• TO DO:
Can you copy out the listing lines between the line holding "Segment each target" and the line holding "box: [1, 0, 1280, 1024]", inclusive?

• DATA UNDER STUDY:

======

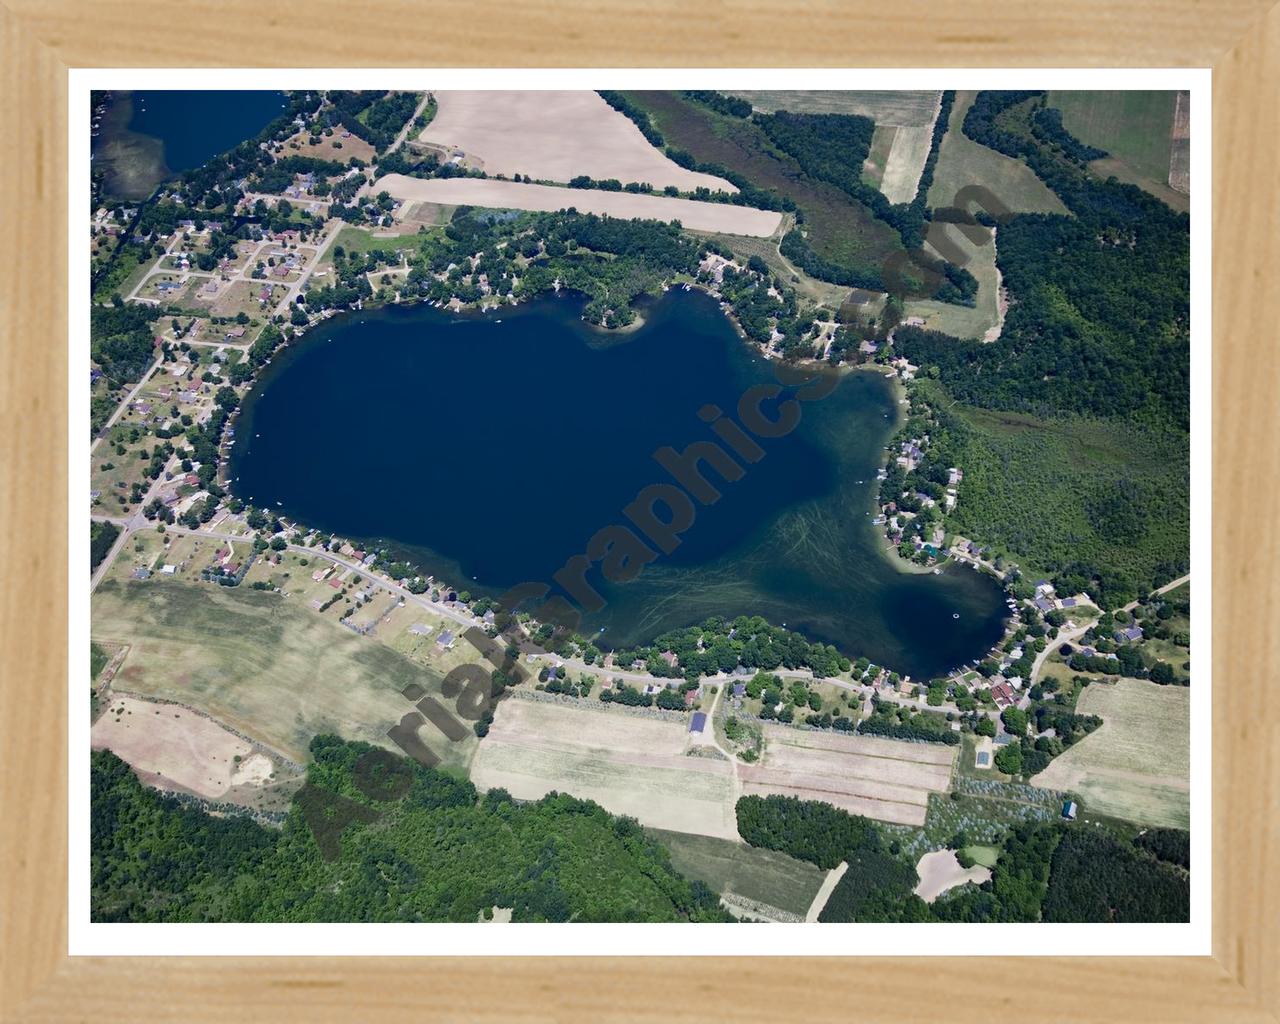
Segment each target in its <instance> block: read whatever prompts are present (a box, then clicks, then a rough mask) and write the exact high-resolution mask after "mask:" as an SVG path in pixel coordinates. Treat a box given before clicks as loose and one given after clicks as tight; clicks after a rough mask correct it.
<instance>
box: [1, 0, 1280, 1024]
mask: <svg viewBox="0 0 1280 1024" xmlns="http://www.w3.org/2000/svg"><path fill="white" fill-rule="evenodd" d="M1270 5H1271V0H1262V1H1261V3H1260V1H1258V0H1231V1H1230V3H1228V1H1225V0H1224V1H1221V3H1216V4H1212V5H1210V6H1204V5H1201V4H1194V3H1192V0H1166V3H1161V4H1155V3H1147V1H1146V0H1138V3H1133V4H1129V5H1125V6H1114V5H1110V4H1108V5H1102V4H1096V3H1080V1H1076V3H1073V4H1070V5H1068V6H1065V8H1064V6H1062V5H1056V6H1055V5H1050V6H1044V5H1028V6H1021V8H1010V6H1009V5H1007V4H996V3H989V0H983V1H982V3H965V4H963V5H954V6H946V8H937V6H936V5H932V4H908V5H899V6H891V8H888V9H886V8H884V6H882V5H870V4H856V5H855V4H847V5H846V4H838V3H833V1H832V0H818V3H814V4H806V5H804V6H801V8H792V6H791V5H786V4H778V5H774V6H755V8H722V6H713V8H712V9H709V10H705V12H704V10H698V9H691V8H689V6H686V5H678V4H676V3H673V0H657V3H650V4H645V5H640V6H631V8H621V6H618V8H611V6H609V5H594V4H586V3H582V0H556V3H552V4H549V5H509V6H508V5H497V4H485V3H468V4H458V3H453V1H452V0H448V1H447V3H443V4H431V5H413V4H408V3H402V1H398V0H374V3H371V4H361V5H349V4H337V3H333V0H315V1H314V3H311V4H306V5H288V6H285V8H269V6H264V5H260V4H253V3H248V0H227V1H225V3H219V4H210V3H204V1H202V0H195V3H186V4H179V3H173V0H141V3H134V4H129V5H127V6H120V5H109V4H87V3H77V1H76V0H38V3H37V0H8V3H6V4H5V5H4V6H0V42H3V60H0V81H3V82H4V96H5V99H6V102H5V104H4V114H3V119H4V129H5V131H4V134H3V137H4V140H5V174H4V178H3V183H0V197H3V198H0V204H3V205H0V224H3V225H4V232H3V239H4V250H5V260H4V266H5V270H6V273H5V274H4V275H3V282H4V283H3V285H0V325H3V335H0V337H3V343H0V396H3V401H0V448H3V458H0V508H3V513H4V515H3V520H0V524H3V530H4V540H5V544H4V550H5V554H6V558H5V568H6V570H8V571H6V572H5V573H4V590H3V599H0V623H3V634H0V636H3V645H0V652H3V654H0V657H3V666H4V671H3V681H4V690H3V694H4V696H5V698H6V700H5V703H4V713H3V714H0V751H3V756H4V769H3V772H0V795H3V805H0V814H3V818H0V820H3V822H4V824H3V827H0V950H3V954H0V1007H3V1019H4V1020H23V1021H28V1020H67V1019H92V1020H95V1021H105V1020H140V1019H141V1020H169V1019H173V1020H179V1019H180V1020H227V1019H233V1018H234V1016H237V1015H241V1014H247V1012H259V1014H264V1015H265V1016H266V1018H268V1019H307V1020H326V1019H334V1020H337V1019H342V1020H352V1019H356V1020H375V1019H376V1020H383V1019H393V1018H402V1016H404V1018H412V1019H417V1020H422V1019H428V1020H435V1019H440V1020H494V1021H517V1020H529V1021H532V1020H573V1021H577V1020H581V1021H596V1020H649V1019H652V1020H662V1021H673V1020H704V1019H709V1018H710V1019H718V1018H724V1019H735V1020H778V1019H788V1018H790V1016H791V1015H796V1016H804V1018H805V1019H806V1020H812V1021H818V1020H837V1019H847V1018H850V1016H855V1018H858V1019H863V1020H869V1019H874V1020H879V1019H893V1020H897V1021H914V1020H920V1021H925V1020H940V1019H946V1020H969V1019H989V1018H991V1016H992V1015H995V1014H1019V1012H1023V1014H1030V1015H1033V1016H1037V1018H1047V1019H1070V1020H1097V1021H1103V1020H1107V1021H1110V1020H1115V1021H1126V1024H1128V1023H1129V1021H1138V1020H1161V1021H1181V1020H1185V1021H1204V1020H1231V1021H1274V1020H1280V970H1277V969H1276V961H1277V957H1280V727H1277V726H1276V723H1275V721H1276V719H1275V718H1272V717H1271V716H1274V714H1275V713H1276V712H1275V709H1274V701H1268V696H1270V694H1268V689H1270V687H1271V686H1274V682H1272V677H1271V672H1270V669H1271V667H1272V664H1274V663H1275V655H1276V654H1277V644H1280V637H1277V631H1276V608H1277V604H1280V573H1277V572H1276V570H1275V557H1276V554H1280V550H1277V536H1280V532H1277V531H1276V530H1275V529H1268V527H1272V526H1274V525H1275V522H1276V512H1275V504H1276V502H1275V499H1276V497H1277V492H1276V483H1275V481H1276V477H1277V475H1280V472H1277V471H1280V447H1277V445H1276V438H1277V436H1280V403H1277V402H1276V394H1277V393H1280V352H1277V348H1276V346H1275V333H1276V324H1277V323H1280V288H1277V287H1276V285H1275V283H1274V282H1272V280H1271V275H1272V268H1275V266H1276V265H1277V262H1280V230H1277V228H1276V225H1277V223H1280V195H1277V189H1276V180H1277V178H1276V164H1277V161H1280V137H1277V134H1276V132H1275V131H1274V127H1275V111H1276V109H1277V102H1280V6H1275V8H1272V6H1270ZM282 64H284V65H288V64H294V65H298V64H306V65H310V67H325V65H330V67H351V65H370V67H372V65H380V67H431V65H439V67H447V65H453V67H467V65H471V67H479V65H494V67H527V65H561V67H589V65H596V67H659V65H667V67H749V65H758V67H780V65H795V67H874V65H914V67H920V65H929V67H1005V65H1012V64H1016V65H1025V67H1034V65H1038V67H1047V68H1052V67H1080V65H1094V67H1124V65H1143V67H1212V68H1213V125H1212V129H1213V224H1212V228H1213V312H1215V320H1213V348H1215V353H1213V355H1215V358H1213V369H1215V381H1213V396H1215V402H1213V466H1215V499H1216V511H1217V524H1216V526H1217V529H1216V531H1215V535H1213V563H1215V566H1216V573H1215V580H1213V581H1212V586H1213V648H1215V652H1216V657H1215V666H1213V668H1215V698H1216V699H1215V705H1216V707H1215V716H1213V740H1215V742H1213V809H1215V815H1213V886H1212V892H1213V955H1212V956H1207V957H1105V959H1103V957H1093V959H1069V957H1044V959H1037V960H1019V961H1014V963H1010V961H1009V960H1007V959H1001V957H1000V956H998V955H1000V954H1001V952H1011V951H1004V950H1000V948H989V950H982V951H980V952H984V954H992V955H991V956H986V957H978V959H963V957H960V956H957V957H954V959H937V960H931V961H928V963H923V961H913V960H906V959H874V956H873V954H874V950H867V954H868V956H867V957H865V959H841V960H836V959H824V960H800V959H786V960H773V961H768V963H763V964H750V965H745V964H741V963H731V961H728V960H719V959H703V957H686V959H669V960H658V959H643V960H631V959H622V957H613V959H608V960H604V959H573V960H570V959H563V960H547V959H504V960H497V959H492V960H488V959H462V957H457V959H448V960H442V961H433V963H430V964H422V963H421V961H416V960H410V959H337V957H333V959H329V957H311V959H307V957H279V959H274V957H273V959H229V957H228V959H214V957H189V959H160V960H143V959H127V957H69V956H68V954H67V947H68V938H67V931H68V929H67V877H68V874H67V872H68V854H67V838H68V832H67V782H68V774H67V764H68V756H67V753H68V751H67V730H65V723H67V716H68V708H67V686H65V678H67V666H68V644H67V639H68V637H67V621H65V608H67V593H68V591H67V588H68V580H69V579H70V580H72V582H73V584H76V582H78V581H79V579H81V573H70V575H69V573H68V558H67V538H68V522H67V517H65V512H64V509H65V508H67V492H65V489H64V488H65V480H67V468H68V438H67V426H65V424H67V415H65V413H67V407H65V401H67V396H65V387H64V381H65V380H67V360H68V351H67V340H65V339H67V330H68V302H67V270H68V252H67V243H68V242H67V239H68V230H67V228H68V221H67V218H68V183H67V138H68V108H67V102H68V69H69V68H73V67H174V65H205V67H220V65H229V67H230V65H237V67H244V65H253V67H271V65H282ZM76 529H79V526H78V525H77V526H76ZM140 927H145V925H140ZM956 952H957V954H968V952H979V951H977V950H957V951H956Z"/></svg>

======

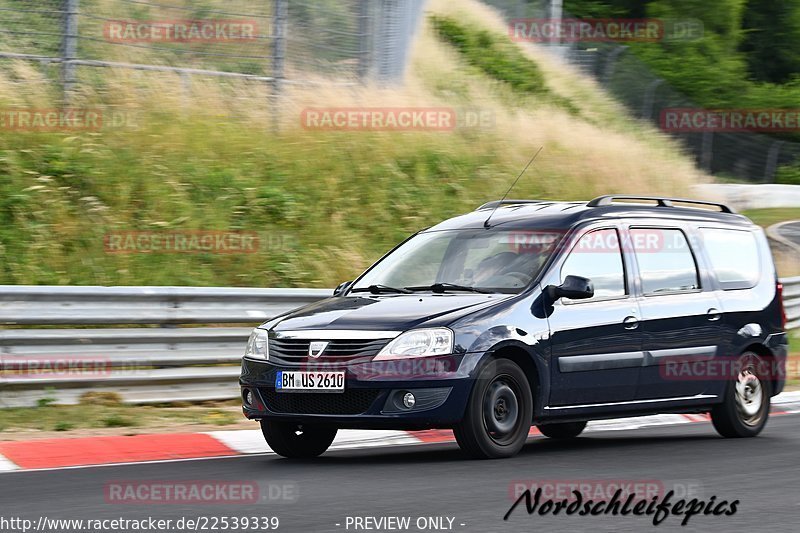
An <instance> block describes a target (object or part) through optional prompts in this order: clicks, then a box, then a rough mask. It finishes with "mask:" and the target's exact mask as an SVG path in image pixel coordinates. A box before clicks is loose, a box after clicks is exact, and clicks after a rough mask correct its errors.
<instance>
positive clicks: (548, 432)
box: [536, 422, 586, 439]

======

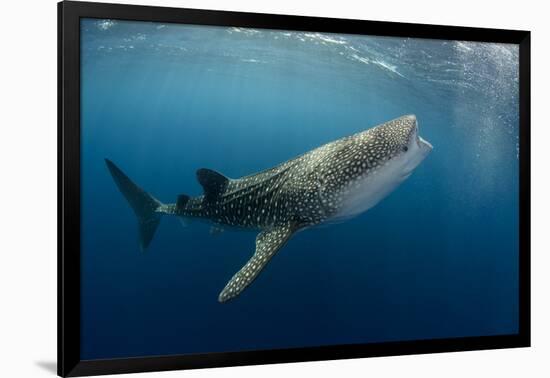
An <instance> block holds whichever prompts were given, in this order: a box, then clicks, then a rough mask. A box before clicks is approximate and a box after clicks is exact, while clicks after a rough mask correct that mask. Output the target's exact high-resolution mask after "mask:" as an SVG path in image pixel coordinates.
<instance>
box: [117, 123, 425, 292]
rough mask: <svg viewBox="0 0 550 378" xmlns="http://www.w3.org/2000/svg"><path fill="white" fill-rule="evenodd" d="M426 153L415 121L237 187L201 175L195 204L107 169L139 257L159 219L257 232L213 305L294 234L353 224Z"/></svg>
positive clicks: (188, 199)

======

• RESPONSE BOX:
Segment each target in its <instance> block: read whatever prompts are present (a box, then clicks, then a rough mask) and write the exact high-resolution mask after "mask:" as an SVG path in pixel coordinates. Treat a box given before clicks as loose and one given after clicks as tight; clicks after a rough mask correct it.
<instance>
box: [1, 0, 1280, 1024]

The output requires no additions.